▶ **Given task**: Pick out each line of the listing below that contains the string "instance", and treat uppercase and lowercase letters as distinct when matching.

[Stored records]
## Start

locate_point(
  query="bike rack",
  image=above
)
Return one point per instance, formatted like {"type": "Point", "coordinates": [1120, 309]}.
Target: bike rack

## End
## Start

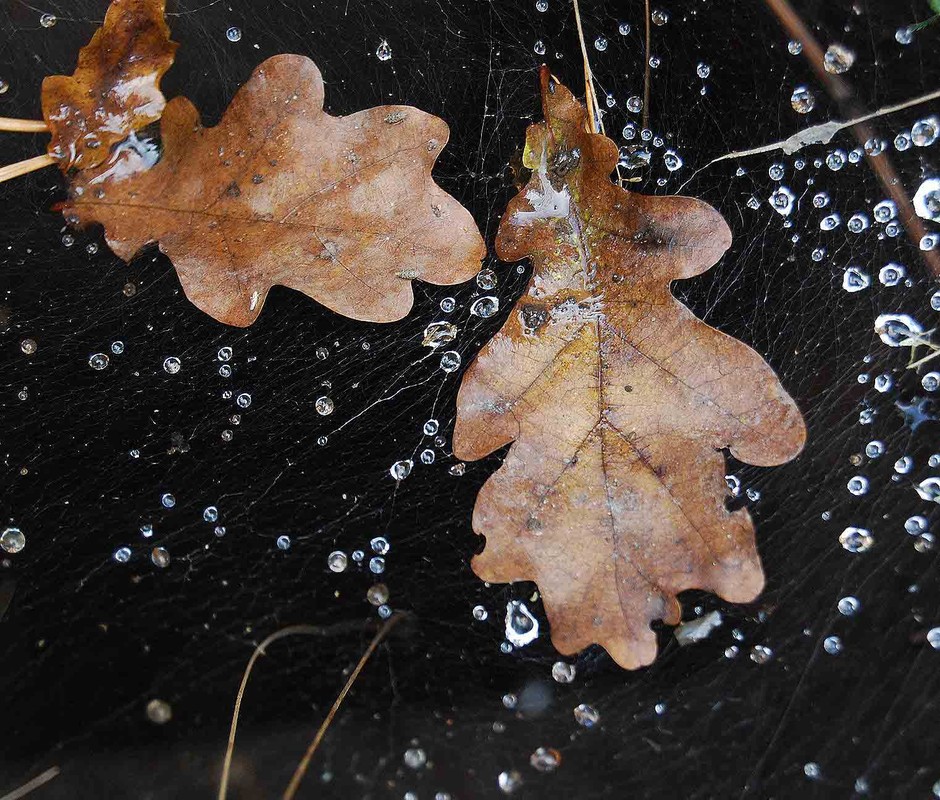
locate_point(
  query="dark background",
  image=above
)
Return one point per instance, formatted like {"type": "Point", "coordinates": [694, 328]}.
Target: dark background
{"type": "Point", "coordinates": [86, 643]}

## End

▶ **Task solution**:
Return one point per instance, formatted like {"type": "Point", "coordinates": [1120, 309]}.
Return one point per instance, formatted like {"type": "Point", "coordinates": [694, 328]}.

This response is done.